Provided text →
Hanna Waar – Does psychoanalysis teach us something about love?
Jacques-Alain Miller – A great deal, because it’s an experience whose mainspring is love. It’s a question of that automatic and more often than not unconscious love that the analysand brings to the analyst, and which is called transference. It’s a contrived love, but made of the same stuff as true love. It sheds light on its mechanism: love is addressed to the one you think knows your true truth. But love allows you to think this truth will be likeable, agreeable, when in fact it’s rather hard to bear.
H. W. – So, what is it to really love?
J.-A. M – To really love someone is to believe that by loving them you’ll get to a truth about yourself. We love the one that harbours the response, or a response, to our question: ‘Who am I?’
H. W. – Why do some people know how to love and not others?
J.-A. M. – Some people know how to provoke love in the other person, serial lovers as it were, men and women alike. They know what buttons to push to get loved. But they don’t necessarily love, rather they play cat and mouse with their prey. To love, you have to admit your lack, and recognise that you need the other, that you miss him or her. Those that think they’re complete on their own, or want to be, don’t know how to love. And sometimes, they ascertain this painfully. They manipulate, pull strings, but of love they know neither the risk nor the delights.
H. W. – ‘Complete on their own’: only a man could think that…
J.-A. M – Well spotted! Lacan used to say, ‘To love is to give what you haven’t got.’ Which means: to love is to recognise your lack and give it to the other, place it in the other. It’s not giving what you possess, goods and presents, it’s giving something else that you don’t possess, which goes beyond you. To do that you have to assume your lack, your ‘castration’ as Freud used to say. And that is essentially feminine. One only really loves from a feminine position. Loving feminises. That’s why love is always a bit comical in a man. But if he lets himself get intimidated by ridicule, then in actual fact he’s not very sure of his virility.
H. W. – Is loving more difficult for men then?
J.-A. M – Oh yes! Even a man in love has flashes of pride, bursts of aggressiveness against the object of his love, because this love puts him in a position of incompleteness, of dependence. That’s why he can desire women he doesn’t love, so as to get back to the virile position he suspends when he loves. Freud called this principle the ‘debasement of love life’ in men: the split between love and sexual desire.
H. W. – And in women?
J.-A. M – It’s less common. In most cases, there’s a doubling-up of the male partner. On one hand, he’s the man that gives them jouissance and whom they desire, but he’s also the man of love, who’s feminised, necessarily castrated. Only it’s not anatomy that’s in the driving seat: there are some women who adopt a male position. There are more and more of them. One man for love, at home; and other men for jouissance, met on the net, in the street, or on a train…
H. W. – Why ‘more and more’?

Material supplied →
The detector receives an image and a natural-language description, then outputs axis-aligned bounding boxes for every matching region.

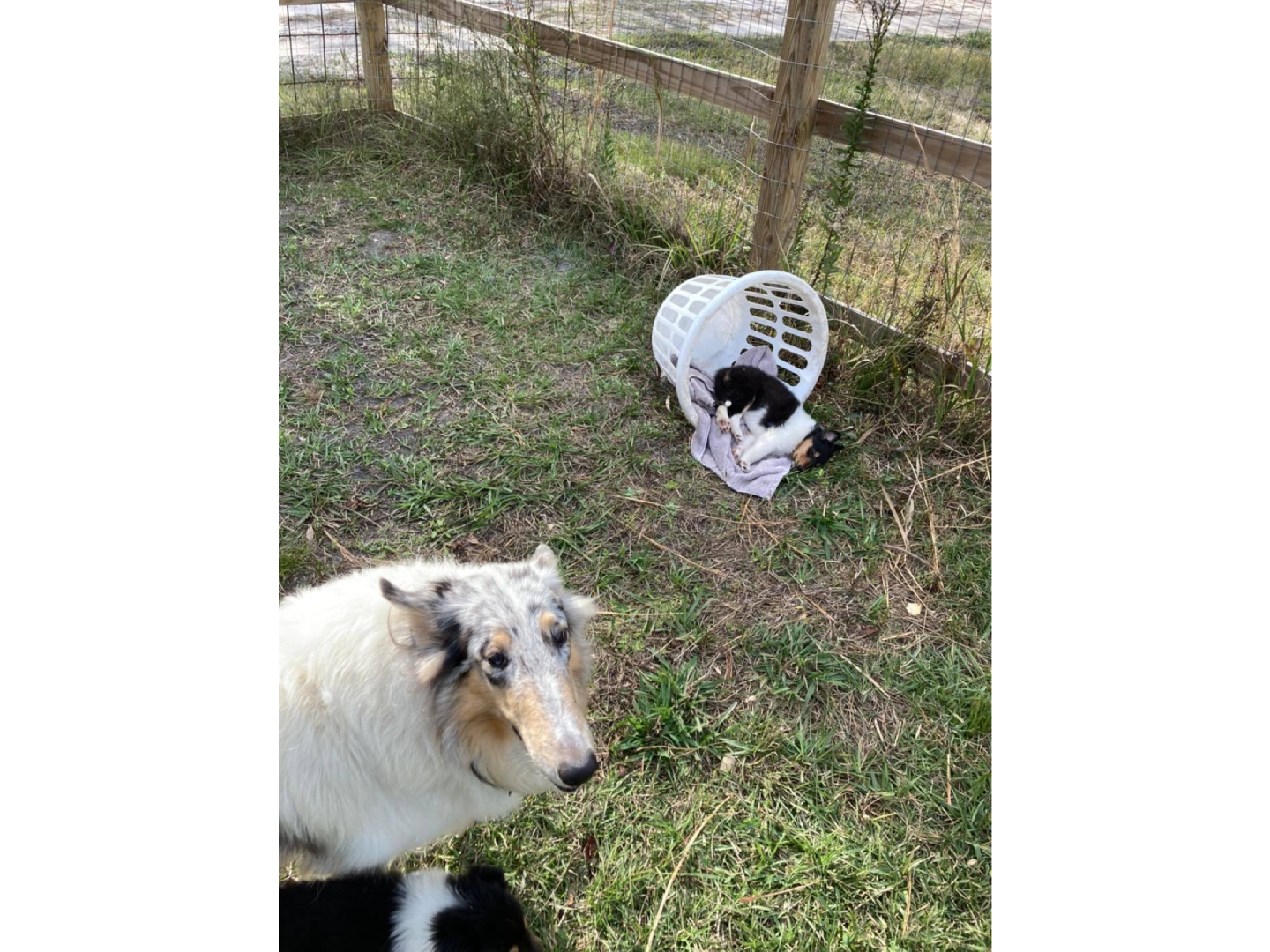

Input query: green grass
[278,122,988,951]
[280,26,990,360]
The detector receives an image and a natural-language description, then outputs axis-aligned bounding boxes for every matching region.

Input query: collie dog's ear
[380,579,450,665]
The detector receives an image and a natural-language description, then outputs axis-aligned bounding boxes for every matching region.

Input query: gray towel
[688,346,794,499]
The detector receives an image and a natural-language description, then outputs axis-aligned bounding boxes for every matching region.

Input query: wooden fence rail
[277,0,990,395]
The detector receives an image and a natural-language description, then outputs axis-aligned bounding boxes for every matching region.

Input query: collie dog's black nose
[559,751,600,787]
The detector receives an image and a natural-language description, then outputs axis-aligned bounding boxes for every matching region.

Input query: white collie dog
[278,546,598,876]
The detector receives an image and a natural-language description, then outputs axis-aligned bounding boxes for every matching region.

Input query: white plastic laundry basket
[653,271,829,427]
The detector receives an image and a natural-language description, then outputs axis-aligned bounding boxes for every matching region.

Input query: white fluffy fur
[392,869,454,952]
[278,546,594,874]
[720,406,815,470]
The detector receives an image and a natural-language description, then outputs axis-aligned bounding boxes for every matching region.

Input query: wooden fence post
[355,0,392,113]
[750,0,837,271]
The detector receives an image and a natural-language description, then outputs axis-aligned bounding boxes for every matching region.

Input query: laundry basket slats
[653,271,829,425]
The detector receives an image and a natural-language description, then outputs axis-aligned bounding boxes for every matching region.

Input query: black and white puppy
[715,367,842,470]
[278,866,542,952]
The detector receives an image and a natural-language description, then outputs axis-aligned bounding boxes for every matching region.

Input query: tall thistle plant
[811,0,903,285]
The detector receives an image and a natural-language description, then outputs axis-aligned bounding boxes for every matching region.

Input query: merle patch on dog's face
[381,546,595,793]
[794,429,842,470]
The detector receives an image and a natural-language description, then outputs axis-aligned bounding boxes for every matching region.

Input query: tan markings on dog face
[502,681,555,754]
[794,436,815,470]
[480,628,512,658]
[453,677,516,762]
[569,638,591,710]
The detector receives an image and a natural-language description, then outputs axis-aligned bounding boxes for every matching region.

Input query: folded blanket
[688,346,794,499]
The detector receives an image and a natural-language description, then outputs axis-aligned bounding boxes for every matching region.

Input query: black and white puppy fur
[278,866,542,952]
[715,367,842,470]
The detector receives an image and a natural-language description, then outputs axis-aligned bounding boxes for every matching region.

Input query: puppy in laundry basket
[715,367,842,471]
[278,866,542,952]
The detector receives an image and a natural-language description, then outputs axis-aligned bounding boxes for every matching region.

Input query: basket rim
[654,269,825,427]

Request →
In the interview about love, what name did Freud give to the split between love and sexual desire in men?

Output below →
The "debasement of love life."